A Sustainable Environment: Our Obligation to Protect God’s Gift



By George P. Nassos



March, 2017







The Environmental Contributions of Patriarch Bartholomew


I just completed reading an outstanding book, “Bartholomew: Apostle and Visionary” by John Chryssavgis.  This book covers three major topics, the biography of Patriarch Bartholomew who is the spiritual leader of about 300 million Eastern Orthodox Christians, some of the history of that church, and his dedication and influence on protecting the environment.

Bartholomew was elected patriarch of the Eastern Orthodox Church just over 25 years ago, and right from the start in his position he was committed to protecting God’s creation.  In 1997 while giving a talk in Santa Barbara, CA, he said that anyone causing harm to the environment is committing a sin. This was the first time that a religious leader had ever identified harming the environment with committing sin.

His first environmental initiative was just one month after becoming the patriarch in 1991 when he convened an ecological conference on the island of Crete.  But his real effort was a movement known as “Religion, Science and the Environment”, a movement that led to a series of eight international conferences – all on water.  The first such symposium in 1995 took place on the Aegean Sea entitled “Revelation and the Environment”.  Symposium II in 1997 was entitled “The Black Sea in Crisis” and dealt with issues related to countries around the Black Sea such as Turkey, Georgia, Russia, Ukraine, Romania and Bulgaria. 

In 1999, the third symposium took place with the title “River of Life – Down the Danube to the Black Sea”.  The participants traveled the length of the Danube River from Passau, Germany through Austria, Slovakia, Hungary, Yugoslavia, Bulgaria, Romania and ending at the delta of the Danube in Ukraine.  Again the content of this symposium related to all environmental issues along the Danube.  Three years later in 2002, the fourth symposium dealt with environmental issues around the Adriatic Sea with the theme “The Adriatic Sea – A Sea at Risk, a Unity of Purpose” with a focus on the ethical aspects of the environmental crisis. 

The patriarch organized his fifth symposium the following year in 2003 on the Baltic Sea with the title “The Baltic Sea – A Common Heritage, a Shared Responsibility”.  The Baltic borders on nine countries and receives pollution from each of them. The 250 participants dealt with the many environmental issues.  Taking place in 2006, the sixth symposium was quite different with a convoy of boats traveling down the Amazon River. Titled “The Amazon – Source of Life”, this symposium concentrated on the many global problems stemming directly from the Amazon.

Symposium VII: “The Arctic – Mirror of Life” took place in 2007 and focused on the melting ice caps of Greenland.  It also considered the plight of indigenous populations as well as the concern for unwarranted oil exploration.  The last of the symposia on water took place in 2009 on the Mississippi River titled: “Restoring Balance – The Great Mississippi River” and dealt with the many cities along the river that discharge waste into this body of water.  Basically, it is the third largest drainage basin in the world.

**DATA RECORDS:**
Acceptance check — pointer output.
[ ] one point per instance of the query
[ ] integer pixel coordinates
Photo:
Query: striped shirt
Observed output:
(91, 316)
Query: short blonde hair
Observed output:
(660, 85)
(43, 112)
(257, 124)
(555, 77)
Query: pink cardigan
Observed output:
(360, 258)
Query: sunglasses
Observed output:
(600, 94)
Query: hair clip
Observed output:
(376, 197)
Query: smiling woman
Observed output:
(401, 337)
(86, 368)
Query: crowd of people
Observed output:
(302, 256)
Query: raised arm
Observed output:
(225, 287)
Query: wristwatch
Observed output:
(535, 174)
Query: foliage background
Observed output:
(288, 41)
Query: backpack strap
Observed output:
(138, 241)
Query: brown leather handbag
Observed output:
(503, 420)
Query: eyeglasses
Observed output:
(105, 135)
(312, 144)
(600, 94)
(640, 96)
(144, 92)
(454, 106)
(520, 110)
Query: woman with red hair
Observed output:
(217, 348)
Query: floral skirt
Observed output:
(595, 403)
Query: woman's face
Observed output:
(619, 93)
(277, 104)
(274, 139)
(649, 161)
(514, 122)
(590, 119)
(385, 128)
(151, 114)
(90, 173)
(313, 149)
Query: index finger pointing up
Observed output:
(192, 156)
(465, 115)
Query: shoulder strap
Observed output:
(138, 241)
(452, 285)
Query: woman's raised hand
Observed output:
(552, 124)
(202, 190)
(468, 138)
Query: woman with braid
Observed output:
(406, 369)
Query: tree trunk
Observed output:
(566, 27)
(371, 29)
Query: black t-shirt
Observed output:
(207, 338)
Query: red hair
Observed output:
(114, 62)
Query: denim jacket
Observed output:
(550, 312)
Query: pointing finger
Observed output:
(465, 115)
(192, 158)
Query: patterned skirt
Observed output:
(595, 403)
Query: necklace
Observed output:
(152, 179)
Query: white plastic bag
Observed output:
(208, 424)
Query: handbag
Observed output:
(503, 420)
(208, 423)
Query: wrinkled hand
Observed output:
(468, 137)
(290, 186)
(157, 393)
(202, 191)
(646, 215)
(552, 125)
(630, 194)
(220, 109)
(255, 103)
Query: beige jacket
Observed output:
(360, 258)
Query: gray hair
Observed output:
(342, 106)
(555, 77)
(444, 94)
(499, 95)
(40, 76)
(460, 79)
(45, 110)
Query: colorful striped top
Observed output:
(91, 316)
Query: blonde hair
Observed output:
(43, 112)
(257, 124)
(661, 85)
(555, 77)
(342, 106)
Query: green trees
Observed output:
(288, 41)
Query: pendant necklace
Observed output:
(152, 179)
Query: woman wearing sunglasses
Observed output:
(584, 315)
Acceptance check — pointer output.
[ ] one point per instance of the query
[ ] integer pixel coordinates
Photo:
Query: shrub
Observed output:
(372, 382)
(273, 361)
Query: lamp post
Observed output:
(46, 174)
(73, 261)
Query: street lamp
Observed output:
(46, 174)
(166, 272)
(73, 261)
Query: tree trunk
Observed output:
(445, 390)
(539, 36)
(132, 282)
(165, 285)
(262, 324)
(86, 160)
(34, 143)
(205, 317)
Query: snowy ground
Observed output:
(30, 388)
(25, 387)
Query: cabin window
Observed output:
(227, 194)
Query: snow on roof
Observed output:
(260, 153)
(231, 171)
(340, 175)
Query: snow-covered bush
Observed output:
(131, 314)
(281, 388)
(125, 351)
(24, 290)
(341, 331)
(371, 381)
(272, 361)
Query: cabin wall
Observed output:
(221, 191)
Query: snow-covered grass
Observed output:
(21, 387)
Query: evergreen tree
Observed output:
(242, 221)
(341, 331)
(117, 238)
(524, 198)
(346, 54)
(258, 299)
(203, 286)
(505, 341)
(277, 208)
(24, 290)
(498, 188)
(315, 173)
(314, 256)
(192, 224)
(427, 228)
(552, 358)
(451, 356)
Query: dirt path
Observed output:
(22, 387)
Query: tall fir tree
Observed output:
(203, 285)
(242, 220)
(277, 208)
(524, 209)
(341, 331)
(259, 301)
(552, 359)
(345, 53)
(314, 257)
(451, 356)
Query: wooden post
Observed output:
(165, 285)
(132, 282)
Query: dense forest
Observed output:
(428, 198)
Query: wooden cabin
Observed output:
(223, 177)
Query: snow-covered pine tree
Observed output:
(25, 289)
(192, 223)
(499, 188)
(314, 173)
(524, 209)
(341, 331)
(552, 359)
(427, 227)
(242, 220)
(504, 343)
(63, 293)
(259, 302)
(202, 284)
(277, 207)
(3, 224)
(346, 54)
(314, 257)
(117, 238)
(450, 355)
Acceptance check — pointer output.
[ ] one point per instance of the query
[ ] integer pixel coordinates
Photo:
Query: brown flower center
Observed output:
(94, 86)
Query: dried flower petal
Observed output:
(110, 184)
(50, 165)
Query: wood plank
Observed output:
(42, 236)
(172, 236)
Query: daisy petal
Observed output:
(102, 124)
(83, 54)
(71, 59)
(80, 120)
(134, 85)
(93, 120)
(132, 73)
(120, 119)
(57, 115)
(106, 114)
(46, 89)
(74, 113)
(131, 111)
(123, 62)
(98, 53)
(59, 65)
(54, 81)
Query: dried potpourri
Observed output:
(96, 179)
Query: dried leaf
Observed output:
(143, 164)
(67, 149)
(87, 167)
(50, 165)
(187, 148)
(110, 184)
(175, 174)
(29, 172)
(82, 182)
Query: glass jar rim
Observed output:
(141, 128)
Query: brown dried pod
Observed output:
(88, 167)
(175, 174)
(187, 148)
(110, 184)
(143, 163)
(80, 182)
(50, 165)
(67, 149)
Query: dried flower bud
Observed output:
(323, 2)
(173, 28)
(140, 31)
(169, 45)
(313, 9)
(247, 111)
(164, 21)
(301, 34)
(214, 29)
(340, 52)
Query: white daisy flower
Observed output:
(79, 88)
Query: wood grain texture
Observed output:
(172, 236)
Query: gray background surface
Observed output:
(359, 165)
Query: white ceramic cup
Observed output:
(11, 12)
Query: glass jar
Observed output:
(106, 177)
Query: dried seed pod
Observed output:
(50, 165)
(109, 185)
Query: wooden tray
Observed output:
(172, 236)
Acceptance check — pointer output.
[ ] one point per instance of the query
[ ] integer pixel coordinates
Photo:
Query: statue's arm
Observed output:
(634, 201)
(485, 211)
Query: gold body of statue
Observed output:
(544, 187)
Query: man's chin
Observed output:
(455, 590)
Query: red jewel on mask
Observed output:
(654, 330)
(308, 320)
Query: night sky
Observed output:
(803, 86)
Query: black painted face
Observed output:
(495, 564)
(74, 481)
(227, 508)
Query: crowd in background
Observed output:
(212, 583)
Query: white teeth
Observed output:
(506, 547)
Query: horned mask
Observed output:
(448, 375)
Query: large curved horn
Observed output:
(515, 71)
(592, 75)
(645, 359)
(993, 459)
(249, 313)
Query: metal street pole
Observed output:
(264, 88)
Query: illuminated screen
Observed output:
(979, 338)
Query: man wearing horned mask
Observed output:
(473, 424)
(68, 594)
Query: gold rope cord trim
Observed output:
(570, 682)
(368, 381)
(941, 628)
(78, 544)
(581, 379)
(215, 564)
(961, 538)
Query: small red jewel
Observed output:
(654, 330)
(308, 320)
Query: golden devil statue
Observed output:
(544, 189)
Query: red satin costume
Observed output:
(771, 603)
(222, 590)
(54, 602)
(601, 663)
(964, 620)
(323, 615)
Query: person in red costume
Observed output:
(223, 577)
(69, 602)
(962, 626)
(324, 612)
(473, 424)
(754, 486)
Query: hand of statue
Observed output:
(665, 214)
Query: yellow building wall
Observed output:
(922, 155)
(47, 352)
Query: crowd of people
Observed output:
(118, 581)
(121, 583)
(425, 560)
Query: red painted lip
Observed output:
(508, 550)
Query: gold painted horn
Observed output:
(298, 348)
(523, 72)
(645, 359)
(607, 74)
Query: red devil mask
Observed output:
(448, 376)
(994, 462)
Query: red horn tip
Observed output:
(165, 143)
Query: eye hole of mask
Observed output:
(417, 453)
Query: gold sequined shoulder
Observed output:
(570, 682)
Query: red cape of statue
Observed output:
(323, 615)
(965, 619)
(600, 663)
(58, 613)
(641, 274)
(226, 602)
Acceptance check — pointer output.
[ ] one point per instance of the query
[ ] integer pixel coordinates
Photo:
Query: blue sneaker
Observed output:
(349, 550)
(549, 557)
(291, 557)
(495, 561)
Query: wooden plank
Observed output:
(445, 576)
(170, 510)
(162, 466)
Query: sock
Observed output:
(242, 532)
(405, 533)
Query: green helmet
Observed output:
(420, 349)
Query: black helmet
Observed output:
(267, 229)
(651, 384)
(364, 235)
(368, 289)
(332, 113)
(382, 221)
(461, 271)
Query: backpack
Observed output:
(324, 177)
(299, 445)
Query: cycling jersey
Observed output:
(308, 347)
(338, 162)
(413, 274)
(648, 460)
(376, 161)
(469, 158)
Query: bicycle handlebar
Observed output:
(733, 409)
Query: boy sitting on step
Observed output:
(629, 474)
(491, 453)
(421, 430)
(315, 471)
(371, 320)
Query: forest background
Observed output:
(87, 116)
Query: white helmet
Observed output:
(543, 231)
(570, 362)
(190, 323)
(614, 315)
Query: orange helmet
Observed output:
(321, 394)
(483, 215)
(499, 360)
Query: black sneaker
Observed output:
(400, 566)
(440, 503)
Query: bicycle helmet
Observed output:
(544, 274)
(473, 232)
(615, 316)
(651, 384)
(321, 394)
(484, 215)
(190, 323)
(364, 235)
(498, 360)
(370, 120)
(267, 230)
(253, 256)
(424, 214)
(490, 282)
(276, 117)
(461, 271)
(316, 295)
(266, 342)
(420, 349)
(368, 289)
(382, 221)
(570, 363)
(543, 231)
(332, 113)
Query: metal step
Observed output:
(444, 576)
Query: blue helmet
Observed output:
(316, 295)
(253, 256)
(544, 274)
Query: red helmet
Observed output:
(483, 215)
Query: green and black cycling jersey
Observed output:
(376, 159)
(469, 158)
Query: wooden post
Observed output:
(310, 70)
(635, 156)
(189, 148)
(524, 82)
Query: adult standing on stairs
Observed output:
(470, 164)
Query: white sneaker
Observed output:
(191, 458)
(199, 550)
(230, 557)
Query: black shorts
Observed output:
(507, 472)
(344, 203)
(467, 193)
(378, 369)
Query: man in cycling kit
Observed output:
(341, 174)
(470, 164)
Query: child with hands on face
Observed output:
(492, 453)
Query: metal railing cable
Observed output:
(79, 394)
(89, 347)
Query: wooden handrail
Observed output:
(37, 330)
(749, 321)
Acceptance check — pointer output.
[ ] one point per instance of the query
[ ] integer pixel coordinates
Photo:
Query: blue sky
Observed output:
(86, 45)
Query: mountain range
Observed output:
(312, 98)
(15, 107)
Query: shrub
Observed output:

**INSTRUCTIONS:**
- A) According to the article on Patriarch Bartholomew, in what year and in which city did he say that anyone harming the environment commits a sin?
- B) Summarize the article on Patriarch Bartholomew in two sentences.

**EXERCISE SOLUTIONS:**
- A) In 1997, in Santa Barbara, CA.

- B) Patriarch Bartholomew, elected leader of the Eastern Orthodox Church in 1991, committed himself from the start to protecting God's creation and in 1997 became the first religious leader to call harm to the environment a sin. Through his "Religion, Science and the Environment" movement he held eight international symposia on water between 1995 and 2009, covering the Aegean, Black, Adriatic and Baltic Seas, the Danube, Amazon and Mississippi Rivers, and the Arctic.